Given passage:
- - - - -

If you're an existing investor, you must be contemplating investing in US stocks after the latest fiasco. It's normal to think, 'why is the US stock market falling?' or 'Is my money invested in US stocks safe?'. Besides recent poor performances causing anxiety, Wall Street posting the worst day of 2023 must have been particularly tough. Well, market volatility is nothing new. What goes up must come down, and vice versa.
If you were to narrow down the top cause for the US stock market crash of 2023, it would be – the policy changes and repo rate hikes brought about by the US Federal Reserve and the ongoing conflict in Ukraine.
The Federal Reserve, like the RBI, is a central bank and, as such, is the custodian of the country’s monetary policy. Reeling from the post-pandemic effects, the US witnessed a rapid rise in inflation which reached a high of 9.1% in June 2022. It was the highest level in almost 40 years.
Naturally, the Federal Reserve promptly got into action mode — altering its policies and sharply increasing interest rates to discourage borrowing, encourage savings, and reduce the currency supply to curtail inflation.
All actions are followed by reactions. This theorem also applies in the stock market — a record-high rise in prices of commodities and goods and an increase in interest rates led to negative investor sentiment. An increase in the yield of low-risk government bonds also appealed to investors and reduced the demand for high-growth stocks in the market, leading to a market drop.
Note: The ongoing conflict in Ukraine has caused a big dent in the supply chain of valuable commodities like fuel, gas, etc., significantly raising prices. This geopolitical instability has also played its part in the fall of the US markets.
It's only human that a sense of panic sets in whenever there is increased uncertainty due to a market drop. Many investors decide to sell their stocks, causing prices to fall further. It leads to a market downturn. So, what can investors do? Consider this an opportunity to buy top-notch FAANG stocks at lower-than-usual prices.

- - - - -

Work request A: According to the passage on the 2023 US stock market fall, what peak did US inflation reach in June 2022?
Work request B:
Using the passage on the 2023 US stock market fall, mark each statement yes or no, and quote the words that decide it.
(i) The Federal Reserve sharply raised interest rates to curb inflation.
(ii) Higher yields on low-risk government bonds increased demand for high-growth stocks.
(iii) The conflict in Ukraine brought down the prices of fuel and gas.

Data listing:
- - - - -

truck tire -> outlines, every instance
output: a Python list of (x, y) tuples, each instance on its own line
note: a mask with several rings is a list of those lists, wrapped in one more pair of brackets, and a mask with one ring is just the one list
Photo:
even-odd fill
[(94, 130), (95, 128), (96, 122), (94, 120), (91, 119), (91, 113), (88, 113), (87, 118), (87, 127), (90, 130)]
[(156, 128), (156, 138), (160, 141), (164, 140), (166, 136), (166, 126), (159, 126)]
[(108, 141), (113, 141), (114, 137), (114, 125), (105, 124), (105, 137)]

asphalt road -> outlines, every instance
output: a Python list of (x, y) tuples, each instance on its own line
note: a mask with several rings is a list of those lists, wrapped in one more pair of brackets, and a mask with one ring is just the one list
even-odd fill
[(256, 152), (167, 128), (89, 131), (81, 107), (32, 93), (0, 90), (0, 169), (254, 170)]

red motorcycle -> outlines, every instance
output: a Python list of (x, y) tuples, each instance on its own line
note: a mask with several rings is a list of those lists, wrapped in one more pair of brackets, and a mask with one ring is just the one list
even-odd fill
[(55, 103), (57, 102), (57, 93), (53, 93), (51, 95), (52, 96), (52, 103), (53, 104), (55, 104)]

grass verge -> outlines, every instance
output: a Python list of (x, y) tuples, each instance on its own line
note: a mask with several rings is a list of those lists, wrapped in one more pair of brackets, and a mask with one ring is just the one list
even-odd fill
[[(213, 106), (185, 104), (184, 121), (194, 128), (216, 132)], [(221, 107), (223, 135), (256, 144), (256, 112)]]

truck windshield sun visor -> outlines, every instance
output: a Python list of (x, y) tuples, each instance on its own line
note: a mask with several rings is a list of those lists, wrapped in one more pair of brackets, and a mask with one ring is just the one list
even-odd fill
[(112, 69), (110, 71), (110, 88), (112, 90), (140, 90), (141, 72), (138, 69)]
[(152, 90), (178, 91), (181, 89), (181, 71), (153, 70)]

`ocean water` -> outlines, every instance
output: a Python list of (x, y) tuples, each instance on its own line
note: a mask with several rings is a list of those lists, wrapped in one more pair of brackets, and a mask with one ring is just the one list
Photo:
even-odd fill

- - - - -

Answer section A: 9.1%, the highest level in almost 40 years.

Answer section B:
(i) Yes: "sharply increasing interest rates to discourage borrowing, encourage savings, and reduce the currency supply to curtail inflation"
(ii) No: "reduced the demand for high-growth stocks in the market"
(iii) No: "significantly raising prices"